--- Data section Enclosed Below ---

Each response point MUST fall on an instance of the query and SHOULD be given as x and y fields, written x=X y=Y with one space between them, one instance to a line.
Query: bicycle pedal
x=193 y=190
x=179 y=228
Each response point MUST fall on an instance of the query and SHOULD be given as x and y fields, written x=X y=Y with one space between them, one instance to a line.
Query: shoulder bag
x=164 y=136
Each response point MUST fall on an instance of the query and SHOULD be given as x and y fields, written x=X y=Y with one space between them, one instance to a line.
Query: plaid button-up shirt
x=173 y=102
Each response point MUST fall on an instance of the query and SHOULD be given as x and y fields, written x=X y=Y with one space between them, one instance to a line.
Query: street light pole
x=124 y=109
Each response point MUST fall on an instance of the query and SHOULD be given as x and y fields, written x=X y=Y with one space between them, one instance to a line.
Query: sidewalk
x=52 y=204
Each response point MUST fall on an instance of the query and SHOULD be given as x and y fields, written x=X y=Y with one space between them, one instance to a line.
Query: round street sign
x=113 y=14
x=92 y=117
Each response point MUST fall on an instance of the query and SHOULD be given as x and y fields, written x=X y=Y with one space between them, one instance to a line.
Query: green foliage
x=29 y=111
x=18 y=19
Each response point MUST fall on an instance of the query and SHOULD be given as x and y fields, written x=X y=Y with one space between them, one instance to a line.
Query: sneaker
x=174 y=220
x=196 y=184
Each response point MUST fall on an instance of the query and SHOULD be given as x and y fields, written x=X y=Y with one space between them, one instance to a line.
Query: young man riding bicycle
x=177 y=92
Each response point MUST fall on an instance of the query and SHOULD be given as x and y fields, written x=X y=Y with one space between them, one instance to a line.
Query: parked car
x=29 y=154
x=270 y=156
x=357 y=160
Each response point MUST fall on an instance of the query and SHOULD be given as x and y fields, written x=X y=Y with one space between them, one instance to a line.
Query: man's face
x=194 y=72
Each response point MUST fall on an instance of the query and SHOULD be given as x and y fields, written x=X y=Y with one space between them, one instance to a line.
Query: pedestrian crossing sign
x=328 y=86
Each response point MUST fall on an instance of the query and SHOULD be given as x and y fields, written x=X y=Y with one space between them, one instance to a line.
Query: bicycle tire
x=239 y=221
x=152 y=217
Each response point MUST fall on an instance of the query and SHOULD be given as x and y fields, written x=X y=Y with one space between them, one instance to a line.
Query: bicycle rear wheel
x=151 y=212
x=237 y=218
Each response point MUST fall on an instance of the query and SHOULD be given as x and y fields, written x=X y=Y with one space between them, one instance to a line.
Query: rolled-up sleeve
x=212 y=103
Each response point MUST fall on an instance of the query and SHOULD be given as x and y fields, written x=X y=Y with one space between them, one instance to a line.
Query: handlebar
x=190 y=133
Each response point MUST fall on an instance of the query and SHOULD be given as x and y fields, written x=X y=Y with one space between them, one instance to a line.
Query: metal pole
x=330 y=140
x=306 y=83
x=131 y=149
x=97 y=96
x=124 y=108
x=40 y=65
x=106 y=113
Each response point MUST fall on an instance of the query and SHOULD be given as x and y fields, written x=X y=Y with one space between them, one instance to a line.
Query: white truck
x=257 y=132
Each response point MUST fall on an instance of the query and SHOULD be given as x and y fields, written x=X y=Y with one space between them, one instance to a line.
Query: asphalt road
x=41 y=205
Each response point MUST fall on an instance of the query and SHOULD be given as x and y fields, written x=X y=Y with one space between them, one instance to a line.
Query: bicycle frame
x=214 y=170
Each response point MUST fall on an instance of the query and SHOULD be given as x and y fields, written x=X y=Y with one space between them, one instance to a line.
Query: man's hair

--- End of Enclosed Data section ---

In full and word for word, output the entries.

Each response point MUST fall on an instance of the query and SHOULD be given as x and y fields, written x=X y=Y with one space between them, one instance to a line.
Query: bicycle pedal
x=193 y=190
x=179 y=228
Each response point MUST fall on an instance of the query and SHOULD be given as x and y fields, written x=X y=Y with one space between them, one instance to a line.
Query: shoulder bag
x=164 y=136
Each response point MUST fall on an instance of the query and SHOULD be given as x and y fields, written x=X y=Y with one space between them, one instance to a line.
Query: plaid button-up shirt
x=173 y=102
Each response point MUST fall on an instance of the query and SHOULD be given as x and y fields, written x=X y=Y with one space between them, one instance to a line.
Query: street light pole
x=124 y=109
Each response point MUST fall on an instance of the query and SHOULD be given as x and y fields, written x=X y=Y with one space between them, one instance to a line.
Query: sidewalk
x=52 y=204
Each response point MUST fall on an instance of the query and SHOULD be given as x and y fields, written x=X y=Y with one space between them, one instance to a line.
Query: round street sign
x=113 y=14
x=92 y=117
Each response point MUST fall on an instance of the query and SHOULD be given as x and y fields, written x=X y=Y with one space between them, one instance to a line.
Query: green foliage
x=29 y=111
x=18 y=19
Each response point MUST fall on an instance of the query and SHOULD be given as x and y fields, written x=X y=Y with one space between them, one instance to a line.
Query: sneaker
x=174 y=220
x=196 y=184
Each response point MUST fall on an instance of the query and SHOULD be given as x and y fields, written x=X y=Y with one space between them, one instance to a line.
Query: young man riding bicycle
x=177 y=92
Each response point MUST fall on an instance of the query and SHOULD be given as x and y fields, written x=X y=Y with one space between them, one instance to a line.
Query: parked car
x=29 y=154
x=270 y=156
x=357 y=160
Each response point MUST fall on an instance of the query and SHOULD be given as x and y fields, written x=X y=Y with one space between them, one instance to a line.
Query: man's face
x=194 y=72
Each response point MUST fall on an instance of the query and SHOULD be given as x and y fields, written x=X y=Y with one space between them, one instance to a line.
Query: pedestrian crossing sign
x=328 y=86
Each response point MUST fall on an instance of the query and SHOULD be given as x and y fields, written x=X y=Y with one space between them, one instance to a line.
Query: bicycle tire
x=239 y=221
x=152 y=217
Each response point MUST fall on an instance of the query and SHOULD be given as x and y fields, written x=X y=Y with one space between them, one instance to a line.
Query: bicycle rear wheel
x=151 y=212
x=237 y=218
Each response point MUST fall on an instance of the query and SHOULD be given as x and y fields, written x=X y=Y with one space between them, one instance to a line.
Query: rolled-up sleeve
x=212 y=103
Each response point MUST fall on an instance of the query and SHOULD be given as x and y fields, written x=X y=Y with one space between them, one instance to a line.
Query: handlebar
x=190 y=133
Each response point MUST fall on an instance of the query and SHOULD be given as x and y fields, written x=X y=Y with one space between them, one instance to a line.
Query: metal pole
x=330 y=140
x=306 y=83
x=131 y=149
x=97 y=96
x=124 y=108
x=40 y=65
x=106 y=113
Each response point MUST fall on an instance of the query and SHOULD be given as x and y fields, written x=X y=Y with one space between them, one instance to a line.
Query: white truck
x=257 y=132
Each response point MUST fall on an instance of the query and SHOULD be given as x and y fields, written x=X y=Y with one space between them, one instance to a line.
Query: asphalt road
x=41 y=205
Each response point MUST fall on an instance of the query and SHOULD be given as x and y fields, written x=X y=Y with one space between them, one instance to a line.
Query: bicycle frame
x=214 y=170
Each response point MUST fall on an instance of the query and SHOULD be given as x and y fields, written x=X y=Y with one space between them, one instance to a line.
Query: man's hair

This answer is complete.